This kind of gear. https://fortnine.ca/en/s-s-cycle-ou...Mxk76tLSfniQZ-rlH9dTPf_j_yi5ye4BoCxkQQAvD_BwE

The one word that makes everything EXPENSIVE($$$) is.....PROTOTYPE.

The FIRST ONE, the first creation, the first of its kind!

I like your idea, but your way is VERY expensive.
Gears alone are $317 plus shipping.

Don't forget to mention that the gears need to MESH with each other,
not with a chain or a belt.

That's where everything installed needs to be PRECISE, exact and expensive.

No more sliding the sprockets or adding spacers/washers to make adjustments.

If you contract EVERYTHING out, I'd say it'd cost you thousands.

If you've got mad skills and a machine shop, I'm guessing $1K to make a working prototype.

First, you would need a custom main gear or sleeve adaptor made.
Orrr, search the 'net for a PAIR of gears which would work together.

The thick aluminum mounting plate, machining($$$) and secondary gear mounting this protoype needs to be
precise and extremely secure.

Did I mention it'll cost you $$$ to design it, then BUILD this custom HUMUNGOUS($$$) block of billet($$$) aluminum.

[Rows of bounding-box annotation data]
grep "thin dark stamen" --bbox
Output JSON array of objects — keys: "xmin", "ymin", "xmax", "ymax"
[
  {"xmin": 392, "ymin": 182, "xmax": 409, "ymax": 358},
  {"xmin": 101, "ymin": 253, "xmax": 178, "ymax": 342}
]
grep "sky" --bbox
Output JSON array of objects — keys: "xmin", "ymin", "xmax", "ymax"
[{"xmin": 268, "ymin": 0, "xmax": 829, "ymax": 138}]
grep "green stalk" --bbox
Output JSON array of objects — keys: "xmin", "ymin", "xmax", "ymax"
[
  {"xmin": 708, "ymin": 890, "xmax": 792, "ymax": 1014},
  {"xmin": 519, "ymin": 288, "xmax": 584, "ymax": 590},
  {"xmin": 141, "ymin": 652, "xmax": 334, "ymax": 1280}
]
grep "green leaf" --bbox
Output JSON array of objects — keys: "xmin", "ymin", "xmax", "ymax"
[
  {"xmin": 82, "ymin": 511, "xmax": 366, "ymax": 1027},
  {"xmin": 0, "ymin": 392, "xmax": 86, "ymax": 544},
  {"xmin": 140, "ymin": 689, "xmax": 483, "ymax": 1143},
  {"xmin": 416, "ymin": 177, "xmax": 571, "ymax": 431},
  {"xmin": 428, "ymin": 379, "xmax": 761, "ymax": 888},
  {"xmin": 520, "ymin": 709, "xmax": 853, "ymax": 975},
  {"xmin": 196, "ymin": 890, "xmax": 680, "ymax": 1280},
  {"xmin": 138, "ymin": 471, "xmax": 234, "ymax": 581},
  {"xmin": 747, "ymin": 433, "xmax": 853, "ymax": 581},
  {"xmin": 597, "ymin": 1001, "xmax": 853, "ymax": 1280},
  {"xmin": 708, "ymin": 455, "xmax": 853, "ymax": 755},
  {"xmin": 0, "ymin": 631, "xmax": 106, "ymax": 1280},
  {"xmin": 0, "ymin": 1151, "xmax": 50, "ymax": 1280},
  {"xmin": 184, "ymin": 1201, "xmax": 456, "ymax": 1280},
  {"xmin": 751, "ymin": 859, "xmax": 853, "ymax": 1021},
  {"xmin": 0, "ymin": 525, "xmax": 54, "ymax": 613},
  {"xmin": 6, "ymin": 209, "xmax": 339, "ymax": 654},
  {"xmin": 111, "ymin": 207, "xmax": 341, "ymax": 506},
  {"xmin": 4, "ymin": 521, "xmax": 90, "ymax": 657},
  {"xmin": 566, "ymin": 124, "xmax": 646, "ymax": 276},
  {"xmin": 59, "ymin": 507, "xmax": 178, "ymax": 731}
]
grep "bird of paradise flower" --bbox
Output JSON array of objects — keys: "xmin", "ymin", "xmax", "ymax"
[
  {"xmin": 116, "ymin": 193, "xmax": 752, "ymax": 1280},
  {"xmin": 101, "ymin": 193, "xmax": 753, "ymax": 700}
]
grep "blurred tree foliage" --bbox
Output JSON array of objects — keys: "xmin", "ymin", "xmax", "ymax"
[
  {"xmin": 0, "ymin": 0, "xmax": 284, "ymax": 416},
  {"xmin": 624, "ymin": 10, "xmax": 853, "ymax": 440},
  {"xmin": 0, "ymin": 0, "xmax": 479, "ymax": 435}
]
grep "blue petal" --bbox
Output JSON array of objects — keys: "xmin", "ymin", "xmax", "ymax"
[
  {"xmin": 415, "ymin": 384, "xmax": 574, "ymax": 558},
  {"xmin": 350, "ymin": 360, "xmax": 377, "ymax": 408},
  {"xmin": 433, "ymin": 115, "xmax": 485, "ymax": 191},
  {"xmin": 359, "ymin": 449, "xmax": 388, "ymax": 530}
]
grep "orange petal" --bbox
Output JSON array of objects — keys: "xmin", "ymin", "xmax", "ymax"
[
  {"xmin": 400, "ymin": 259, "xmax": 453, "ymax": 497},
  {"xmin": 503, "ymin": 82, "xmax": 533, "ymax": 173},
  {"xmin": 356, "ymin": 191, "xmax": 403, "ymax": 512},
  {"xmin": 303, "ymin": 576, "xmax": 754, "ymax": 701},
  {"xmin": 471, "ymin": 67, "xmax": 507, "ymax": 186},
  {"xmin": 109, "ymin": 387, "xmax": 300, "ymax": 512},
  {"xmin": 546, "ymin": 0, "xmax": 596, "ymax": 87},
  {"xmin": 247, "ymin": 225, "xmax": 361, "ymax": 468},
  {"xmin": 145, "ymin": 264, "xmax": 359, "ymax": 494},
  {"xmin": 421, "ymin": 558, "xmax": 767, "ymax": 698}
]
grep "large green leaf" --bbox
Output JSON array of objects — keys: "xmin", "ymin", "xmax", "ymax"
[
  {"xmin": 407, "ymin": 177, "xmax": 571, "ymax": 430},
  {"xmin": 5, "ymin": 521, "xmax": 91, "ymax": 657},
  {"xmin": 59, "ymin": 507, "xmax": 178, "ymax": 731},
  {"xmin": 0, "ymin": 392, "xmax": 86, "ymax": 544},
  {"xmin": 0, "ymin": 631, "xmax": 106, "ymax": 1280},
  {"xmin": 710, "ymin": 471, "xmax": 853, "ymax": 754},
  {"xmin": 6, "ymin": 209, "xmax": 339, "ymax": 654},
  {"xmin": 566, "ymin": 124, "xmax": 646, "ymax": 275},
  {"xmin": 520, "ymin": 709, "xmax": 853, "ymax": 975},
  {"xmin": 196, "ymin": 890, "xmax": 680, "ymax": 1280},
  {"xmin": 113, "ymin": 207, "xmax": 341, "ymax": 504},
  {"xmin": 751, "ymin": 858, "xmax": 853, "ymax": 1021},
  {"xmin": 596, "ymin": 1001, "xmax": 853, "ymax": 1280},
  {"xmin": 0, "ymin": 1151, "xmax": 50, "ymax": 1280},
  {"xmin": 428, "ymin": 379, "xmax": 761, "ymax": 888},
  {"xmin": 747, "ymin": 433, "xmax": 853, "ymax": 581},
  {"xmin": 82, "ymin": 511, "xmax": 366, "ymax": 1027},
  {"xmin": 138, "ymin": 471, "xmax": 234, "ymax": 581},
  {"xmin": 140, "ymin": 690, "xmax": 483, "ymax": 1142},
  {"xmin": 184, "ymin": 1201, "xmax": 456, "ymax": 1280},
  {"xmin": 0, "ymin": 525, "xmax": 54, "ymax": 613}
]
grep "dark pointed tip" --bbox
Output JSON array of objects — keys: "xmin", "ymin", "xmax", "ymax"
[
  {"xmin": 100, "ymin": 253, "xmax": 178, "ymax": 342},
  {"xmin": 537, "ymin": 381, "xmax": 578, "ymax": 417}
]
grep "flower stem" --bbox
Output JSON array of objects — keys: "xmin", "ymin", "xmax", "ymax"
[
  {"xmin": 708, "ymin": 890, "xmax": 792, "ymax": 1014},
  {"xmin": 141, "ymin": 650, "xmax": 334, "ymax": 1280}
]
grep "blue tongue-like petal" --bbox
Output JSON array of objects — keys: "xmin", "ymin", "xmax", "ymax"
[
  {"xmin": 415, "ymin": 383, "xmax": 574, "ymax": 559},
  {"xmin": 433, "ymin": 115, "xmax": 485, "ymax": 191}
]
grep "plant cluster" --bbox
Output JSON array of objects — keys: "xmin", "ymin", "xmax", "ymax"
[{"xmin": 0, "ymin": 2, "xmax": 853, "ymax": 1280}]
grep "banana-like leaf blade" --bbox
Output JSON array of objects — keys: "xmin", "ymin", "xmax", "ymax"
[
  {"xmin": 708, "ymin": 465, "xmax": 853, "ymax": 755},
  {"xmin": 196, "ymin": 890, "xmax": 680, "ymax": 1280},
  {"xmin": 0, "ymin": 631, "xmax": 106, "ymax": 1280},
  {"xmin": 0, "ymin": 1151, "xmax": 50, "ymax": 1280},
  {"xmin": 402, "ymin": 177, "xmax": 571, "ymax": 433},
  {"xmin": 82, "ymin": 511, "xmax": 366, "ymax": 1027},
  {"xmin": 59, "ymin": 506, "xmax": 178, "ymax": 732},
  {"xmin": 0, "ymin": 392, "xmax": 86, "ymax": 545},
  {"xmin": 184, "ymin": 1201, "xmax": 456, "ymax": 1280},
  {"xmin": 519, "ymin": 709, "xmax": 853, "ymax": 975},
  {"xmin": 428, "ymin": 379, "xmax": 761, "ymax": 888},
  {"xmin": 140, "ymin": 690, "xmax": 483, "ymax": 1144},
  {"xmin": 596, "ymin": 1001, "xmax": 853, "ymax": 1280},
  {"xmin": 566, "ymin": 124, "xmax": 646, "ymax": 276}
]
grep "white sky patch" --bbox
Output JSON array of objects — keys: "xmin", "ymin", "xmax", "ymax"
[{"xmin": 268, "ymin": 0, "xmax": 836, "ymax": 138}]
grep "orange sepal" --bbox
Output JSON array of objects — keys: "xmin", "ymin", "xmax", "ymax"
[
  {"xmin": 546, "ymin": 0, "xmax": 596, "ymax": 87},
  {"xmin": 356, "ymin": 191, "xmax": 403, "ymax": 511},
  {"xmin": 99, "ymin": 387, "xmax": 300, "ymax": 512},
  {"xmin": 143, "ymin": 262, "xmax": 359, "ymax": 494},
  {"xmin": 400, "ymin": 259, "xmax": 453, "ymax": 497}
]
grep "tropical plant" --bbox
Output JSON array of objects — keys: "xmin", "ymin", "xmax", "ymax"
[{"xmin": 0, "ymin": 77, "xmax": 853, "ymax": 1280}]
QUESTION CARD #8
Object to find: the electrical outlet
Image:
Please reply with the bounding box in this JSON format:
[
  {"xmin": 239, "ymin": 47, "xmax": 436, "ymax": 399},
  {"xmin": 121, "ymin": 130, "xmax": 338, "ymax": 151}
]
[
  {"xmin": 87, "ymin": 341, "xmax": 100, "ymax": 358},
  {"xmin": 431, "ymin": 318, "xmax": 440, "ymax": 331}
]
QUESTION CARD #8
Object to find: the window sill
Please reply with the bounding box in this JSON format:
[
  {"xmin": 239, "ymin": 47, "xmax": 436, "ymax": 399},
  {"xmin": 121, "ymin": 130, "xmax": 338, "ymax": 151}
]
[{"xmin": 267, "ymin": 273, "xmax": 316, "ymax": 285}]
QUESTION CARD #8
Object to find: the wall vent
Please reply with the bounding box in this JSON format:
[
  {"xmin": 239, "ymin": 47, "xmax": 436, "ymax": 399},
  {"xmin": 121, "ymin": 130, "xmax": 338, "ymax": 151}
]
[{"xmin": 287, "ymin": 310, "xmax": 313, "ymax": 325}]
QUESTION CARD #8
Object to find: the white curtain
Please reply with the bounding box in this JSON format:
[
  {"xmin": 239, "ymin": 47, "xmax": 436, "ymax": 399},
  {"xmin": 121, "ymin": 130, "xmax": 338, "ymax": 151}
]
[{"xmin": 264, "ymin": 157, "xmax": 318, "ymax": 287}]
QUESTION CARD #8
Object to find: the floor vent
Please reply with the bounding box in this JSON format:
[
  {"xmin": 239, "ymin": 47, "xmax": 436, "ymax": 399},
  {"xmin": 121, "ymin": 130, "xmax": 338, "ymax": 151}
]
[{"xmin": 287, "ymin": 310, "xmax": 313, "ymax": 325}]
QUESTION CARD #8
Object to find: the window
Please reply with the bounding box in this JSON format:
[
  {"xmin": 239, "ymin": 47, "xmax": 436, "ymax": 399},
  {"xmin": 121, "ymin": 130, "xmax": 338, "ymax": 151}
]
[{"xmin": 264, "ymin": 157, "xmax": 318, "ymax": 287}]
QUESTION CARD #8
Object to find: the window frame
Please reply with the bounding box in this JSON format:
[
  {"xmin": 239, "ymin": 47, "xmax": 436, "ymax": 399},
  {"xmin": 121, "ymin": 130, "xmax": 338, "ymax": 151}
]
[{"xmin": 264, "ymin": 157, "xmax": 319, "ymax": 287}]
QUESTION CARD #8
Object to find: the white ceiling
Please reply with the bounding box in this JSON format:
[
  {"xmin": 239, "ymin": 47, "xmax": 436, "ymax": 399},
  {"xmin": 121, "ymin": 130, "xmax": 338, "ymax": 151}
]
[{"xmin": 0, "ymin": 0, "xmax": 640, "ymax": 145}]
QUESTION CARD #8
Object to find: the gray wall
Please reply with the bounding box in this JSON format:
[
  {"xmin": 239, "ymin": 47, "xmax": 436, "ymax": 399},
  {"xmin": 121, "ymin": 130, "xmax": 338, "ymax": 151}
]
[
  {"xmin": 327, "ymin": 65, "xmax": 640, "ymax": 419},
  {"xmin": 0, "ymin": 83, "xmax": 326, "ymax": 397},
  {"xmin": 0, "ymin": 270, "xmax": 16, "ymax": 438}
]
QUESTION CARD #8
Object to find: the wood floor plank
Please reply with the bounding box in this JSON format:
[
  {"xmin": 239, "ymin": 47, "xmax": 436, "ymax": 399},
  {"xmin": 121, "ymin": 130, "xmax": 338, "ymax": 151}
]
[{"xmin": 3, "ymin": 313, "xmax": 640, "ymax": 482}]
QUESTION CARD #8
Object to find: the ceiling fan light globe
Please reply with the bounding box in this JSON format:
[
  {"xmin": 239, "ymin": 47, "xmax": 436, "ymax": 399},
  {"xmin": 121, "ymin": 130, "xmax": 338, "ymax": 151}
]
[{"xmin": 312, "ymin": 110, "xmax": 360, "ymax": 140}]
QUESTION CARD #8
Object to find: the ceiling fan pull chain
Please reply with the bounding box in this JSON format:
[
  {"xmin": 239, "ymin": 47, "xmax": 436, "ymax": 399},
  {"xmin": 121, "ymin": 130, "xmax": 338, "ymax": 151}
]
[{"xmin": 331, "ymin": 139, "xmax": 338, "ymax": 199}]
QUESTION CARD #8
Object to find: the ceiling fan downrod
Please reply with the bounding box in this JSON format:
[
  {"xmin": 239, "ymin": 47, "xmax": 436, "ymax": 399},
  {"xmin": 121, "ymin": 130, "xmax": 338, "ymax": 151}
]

◆ Work to be completed
Continue the post above about the cost of building a custom gear prototype, picking up after its final sentence.

◆ Exercise output
Don't forget you'll have to have a custom mounting hub for the secondary gear, with a shaft to support bearings on either side of that secondary gear.

You just know that mounting plate's not gonna line up, and bolt on with common spacers.

It'd take a machinist a LOT of time($$$) to design and fabricate everything.....
and he's not gonna guarantee it'll work!

If it fails, then there's more time($$$) to re-design and re-machine($$$).

Gear lash must be VERY precise, but adjustable.

And YOU!! have to design a way to adjust backlash!


Sooo, from the second gear, you have a chain sprocket bolted onto it.

Of course, you'll need an outer bearing support.

If you don't have that outboard support,
you just KNOW it'll wreak havoc on the primary/secondary backlash.

Now let's talk gear ratios.....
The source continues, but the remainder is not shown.